**What is required:** Gather every line of the data below that contains the word "locate" and copy each one in full.

Begin Records for the exercise

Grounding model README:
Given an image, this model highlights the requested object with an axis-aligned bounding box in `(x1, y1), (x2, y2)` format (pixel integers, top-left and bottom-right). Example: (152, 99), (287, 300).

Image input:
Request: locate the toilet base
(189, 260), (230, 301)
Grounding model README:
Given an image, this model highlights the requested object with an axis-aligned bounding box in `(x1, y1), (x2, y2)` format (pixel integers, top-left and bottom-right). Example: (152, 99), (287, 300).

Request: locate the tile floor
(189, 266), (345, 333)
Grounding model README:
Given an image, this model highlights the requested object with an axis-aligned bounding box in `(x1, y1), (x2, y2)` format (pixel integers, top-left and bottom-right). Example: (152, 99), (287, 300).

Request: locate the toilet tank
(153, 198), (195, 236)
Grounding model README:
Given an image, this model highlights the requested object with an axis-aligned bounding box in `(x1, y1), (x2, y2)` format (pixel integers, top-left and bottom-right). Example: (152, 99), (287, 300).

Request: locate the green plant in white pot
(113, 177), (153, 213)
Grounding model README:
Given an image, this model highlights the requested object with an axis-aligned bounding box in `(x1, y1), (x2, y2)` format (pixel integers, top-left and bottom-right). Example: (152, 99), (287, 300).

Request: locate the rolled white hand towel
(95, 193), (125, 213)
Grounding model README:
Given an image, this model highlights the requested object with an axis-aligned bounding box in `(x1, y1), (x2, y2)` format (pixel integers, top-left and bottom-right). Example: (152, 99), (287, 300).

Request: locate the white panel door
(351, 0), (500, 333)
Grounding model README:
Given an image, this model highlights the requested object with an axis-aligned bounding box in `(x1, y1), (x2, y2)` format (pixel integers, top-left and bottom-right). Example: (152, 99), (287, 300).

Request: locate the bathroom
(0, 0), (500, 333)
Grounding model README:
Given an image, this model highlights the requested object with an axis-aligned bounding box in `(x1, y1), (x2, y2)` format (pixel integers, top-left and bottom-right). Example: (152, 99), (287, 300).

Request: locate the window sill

End Records for the exercise

**Task result:**
Request: locate the toilet base
Request: locate the tile floor
Request: locate the toilet tank
Request: locate the green plant in white pot
Request: locate the rolled white hand towel
Request: locate the white panel door
Request: locate the bathroom
Request: locate the window sill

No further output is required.